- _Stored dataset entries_
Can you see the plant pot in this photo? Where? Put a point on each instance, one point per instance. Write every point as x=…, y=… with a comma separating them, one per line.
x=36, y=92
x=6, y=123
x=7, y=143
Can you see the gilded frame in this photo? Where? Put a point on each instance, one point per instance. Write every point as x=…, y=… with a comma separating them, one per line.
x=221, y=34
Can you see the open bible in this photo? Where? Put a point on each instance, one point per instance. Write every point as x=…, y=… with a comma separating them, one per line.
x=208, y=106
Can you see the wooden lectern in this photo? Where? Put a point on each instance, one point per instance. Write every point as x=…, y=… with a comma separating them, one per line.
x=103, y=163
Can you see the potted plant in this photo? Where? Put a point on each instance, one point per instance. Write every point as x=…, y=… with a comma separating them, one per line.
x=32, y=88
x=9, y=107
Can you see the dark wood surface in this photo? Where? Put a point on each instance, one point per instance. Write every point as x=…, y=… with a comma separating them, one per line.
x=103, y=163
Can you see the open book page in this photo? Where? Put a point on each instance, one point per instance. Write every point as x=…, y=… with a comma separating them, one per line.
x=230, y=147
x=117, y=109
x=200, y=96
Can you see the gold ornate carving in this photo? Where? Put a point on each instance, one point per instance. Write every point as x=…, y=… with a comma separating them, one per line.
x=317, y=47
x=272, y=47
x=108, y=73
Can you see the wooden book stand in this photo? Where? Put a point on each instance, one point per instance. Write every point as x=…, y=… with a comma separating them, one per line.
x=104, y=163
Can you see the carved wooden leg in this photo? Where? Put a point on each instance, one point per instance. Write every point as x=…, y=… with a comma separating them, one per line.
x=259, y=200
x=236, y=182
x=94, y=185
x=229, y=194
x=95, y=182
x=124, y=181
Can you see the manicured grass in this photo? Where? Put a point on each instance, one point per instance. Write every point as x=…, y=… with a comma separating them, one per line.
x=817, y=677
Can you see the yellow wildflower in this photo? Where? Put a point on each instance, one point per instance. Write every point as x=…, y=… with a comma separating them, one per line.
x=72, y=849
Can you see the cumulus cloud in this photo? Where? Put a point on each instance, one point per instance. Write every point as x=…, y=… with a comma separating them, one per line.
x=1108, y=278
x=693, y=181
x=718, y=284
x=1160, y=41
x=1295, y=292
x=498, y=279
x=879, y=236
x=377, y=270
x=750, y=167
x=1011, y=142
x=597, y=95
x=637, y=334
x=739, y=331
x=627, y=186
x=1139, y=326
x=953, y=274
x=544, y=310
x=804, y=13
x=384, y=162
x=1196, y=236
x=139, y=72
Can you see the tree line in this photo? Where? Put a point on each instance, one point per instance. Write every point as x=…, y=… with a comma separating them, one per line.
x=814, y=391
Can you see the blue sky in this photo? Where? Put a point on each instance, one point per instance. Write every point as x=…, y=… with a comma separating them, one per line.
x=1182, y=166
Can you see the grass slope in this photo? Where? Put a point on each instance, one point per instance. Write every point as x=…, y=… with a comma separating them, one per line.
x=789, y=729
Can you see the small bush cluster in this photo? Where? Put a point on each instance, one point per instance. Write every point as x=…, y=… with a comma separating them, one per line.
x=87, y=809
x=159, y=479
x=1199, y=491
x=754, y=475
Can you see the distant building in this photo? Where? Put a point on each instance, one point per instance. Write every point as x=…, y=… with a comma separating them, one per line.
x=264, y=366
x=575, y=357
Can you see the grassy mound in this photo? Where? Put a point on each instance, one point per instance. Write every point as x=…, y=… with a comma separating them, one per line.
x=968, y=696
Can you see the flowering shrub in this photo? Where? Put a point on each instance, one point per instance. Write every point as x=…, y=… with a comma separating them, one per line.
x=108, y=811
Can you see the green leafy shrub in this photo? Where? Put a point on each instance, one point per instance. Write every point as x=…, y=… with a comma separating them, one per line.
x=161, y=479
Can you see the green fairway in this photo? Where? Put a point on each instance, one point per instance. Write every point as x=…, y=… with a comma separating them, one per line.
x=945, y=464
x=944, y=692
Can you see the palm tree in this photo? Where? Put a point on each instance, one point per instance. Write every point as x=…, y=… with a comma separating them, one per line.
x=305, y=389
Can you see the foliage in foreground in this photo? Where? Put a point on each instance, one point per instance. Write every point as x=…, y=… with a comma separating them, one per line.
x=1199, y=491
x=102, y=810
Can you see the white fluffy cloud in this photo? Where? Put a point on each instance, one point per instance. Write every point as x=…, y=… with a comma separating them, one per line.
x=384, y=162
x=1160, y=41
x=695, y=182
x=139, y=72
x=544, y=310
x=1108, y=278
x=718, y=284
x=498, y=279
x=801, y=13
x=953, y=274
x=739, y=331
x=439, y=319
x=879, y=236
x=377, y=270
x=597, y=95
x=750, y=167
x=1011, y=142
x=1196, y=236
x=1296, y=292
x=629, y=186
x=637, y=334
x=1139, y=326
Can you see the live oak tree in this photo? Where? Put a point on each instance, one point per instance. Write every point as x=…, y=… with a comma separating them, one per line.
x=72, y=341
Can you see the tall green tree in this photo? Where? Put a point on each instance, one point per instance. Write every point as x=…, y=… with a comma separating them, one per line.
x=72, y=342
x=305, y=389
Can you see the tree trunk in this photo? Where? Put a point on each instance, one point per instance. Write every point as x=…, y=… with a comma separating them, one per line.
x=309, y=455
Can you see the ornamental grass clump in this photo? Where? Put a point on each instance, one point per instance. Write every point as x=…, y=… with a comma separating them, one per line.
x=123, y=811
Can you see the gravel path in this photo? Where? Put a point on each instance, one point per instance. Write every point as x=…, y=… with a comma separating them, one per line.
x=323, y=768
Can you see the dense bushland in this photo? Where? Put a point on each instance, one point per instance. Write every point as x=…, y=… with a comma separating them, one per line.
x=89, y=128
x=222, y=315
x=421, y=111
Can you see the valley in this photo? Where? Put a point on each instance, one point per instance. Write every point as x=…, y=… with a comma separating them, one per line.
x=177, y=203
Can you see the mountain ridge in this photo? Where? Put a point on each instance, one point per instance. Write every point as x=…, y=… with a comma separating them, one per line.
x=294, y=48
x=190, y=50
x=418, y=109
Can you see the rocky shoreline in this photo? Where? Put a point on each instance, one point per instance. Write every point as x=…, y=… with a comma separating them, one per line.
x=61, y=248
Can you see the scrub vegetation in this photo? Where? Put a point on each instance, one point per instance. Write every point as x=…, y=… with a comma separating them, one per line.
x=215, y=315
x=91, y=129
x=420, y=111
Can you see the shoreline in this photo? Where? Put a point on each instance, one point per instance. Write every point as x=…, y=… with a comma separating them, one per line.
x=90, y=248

- _Work required_
Please reproduce all of the entries above, replacing every occurrence of "one point per instance" with "one point for each instance" and keeping all other text the same.

- _Solution below_
Can you see the plant pot in this photo? Where? Put a point on each instance, one point for each instance. Write every point as x=…, y=… with a comma separating them, one per line.
x=36, y=92
x=6, y=123
x=7, y=143
Can you see the gilded frame in this photo? Where? Put a point on each instance, one point for each instance. Write every point as x=…, y=… with a comma separating them, one per line.
x=221, y=34
Can you see the open bible in this photo? Where? Put a point on each instance, one point for each instance. Write every point as x=…, y=… with a comma separating them, one per line.
x=208, y=106
Can you see the wooden lectern in this photo? Where? Put a point on each instance, one point for each instance. Write every point as x=…, y=… with a comma separating them, one per line.
x=103, y=163
Can you see the potted plant in this photo? Where? Put a point on each instance, one point for each instance. Write every point as x=…, y=… with a comma separating them, one per line.
x=32, y=88
x=9, y=107
Can you see the dark wood surface in this photo? Where? Put a point on each instance, one point for each instance. Write every point as x=…, y=… with a comma separating them, one per line.
x=103, y=163
Can you see the open book page in this photo? Where? Put a point on each instance, one point for each instance. Write every point as x=…, y=… with a comma separating them, one per line.
x=230, y=147
x=117, y=109
x=200, y=96
Can you see the gold ornate carving in this photo? Where? Put a point on each instance, one point for each instance. Write every point as x=…, y=… with a comma separating them, one per line.
x=317, y=47
x=272, y=47
x=108, y=73
Can you see the wooden book stand in this photo? Where? Put a point on each instance, one point for each instance. Write every point as x=…, y=… with a comma separating them, one per line.
x=104, y=163
Can you see the carved wooden leg in this photo? Where? Put a point on each instance, one point for each instance. Write every point as x=…, y=… with a comma separating them, one per line.
x=259, y=200
x=236, y=182
x=94, y=185
x=229, y=194
x=95, y=182
x=124, y=181
Can you see the manicured grass in this photo? Where? Put a point on each instance, one point for each instance. Write every point as x=…, y=… with a comma separating them, one per line.
x=817, y=677
Can you see the yellow wildflower in this photo? Where? Put a point on each instance, one point for each instance. Write every point as x=…, y=… with a comma separating them, one per line.
x=72, y=849
Can you see the cumulus cloud in this photo? Where? Put a point on each instance, one point for each instance. Write every point as x=…, y=… with a comma separating them, one per line.
x=1108, y=278
x=693, y=181
x=718, y=284
x=1160, y=41
x=1295, y=292
x=498, y=279
x=879, y=236
x=377, y=270
x=750, y=167
x=1011, y=142
x=597, y=95
x=637, y=334
x=739, y=331
x=627, y=186
x=1139, y=326
x=953, y=274
x=544, y=310
x=804, y=13
x=384, y=162
x=1196, y=236
x=139, y=72
Can you see the tree line in this photo? Where? Put a point on each instance, one point for each instance. Write every point as x=…, y=… with a comma separating them, one per line.
x=814, y=391
Can you see the blue sky in this photo? Where? Put a point on each instance, one point for each instance. Write every point as x=…, y=… with a comma separating them, one per line.
x=1182, y=166
Can you see the grass slope in this photo? Where? Put a point on each instance, one point for each instance. Write every point as x=…, y=… with a comma separating them, one per line.
x=789, y=729
Can you see the small bush cluster in this photo? Where? Put a point on each instance, one point for each instance. Write every point as x=…, y=… with a comma separating them, one per line.
x=87, y=809
x=159, y=479
x=1199, y=491
x=754, y=475
Can you see the distant building in this photo? Where? Put a point on each instance, one point for each instance. Write every point as x=…, y=… with a comma separating them, one per line.
x=264, y=366
x=575, y=357
Can you see the grassy mound in this photo? Where? Put a point on each instance, one point for each instance. Write every point as x=…, y=… with a comma separating them, one per line.
x=968, y=696
Can you see the flowering shrub in this photo? Where? Put a point on each instance, one point for each instance. Write every point as x=…, y=… with a comma separating them, one per line.
x=108, y=811
Can you see the green leafy shrub in this photo? Where? Put a point on each instance, one point for each instance. Write every point as x=…, y=… with a comma separating them, one per line.
x=161, y=479
Can you see the green fairway in this photo? Where? Put a point on each instance, one point for each instance. Write every point as x=…, y=… with a comma separating them, one per line.
x=945, y=464
x=944, y=692
Can you see the palm tree in this photo? Where? Put a point on each instance, one point for each instance. Write every point as x=…, y=… with a comma separating them, one per line.
x=305, y=389
Can you see the foliage in foreground in this photo? Where? Put a point on each instance, one point for each instance. Write every point as x=…, y=… with a comma separating them, one per line.
x=1199, y=491
x=102, y=810
Can you see the white fluffy cloud in this photo? Where? Put a point on each instance, one point for each instance. Write every point as x=…, y=… with a comma separating them, one per line.
x=384, y=162
x=1160, y=41
x=695, y=182
x=139, y=72
x=544, y=310
x=1108, y=278
x=718, y=284
x=498, y=279
x=801, y=13
x=953, y=274
x=739, y=331
x=439, y=319
x=879, y=236
x=377, y=270
x=597, y=95
x=750, y=167
x=1011, y=142
x=1196, y=236
x=1296, y=292
x=629, y=186
x=637, y=334
x=1139, y=326
Can you see the live oak tree in this photo? Where? Put a point on each instance, one point for each instance. Write every point as x=…, y=… with a comma separating them, one per line.
x=72, y=341
Can you see the tall green tree in this photo? Where? Put a point on each instance, one point for each instance. Write every point as x=…, y=… with a comma separating them, one per line.
x=72, y=342
x=305, y=389
Can you see the tree trunk in this photo? Where? Put a point on each instance, one point for each instance. Write every point as x=…, y=… with a comma separating them, one per line.
x=309, y=455
Can you see the ornamental grass clump in this photo? Where? Put a point on each instance, one point for each instance. Write every point as x=…, y=… with a comma separating them, one per line.
x=123, y=811
Can you see the gravel path in this photo? Where? Put a point on each instance, one point for each instance. Write every point as x=…, y=… with a comma separating them, one per line.
x=323, y=768
Can you see the dense bushland in this photo? Where? Put a point on each instance, one point for each instance. Write every point as x=…, y=… with a comma separating them, one per line.
x=89, y=128
x=222, y=315
x=421, y=111
Can you see the valley in this photo? Where? Put a point on each instance, one point for each instance. Write every point as x=…, y=… with a comma separating them, one per line.
x=177, y=203
Can you see the mountain ridge in this photo? Where? Put a point on each instance, one point for each instance. Write every point as x=…, y=… with a comma separating them, one per line.
x=294, y=48
x=190, y=50
x=418, y=109
Can you see the rocky shoreline in this photo? Where? Put a point on each instance, one point for each instance. Write every point as x=…, y=… with a comma separating them, one per line.
x=61, y=248
Can you see the scrub vegetation in this photo? Where? Put a point on each instance, one point for each instance. Write every point as x=…, y=… with a comma separating them, one per line.
x=215, y=315
x=91, y=129
x=420, y=111
Can you see the shoreline in this photo? Where? Put a point on each instance, one point for each instance. Write every point as x=…, y=… with a comma separating them, one per line.
x=90, y=248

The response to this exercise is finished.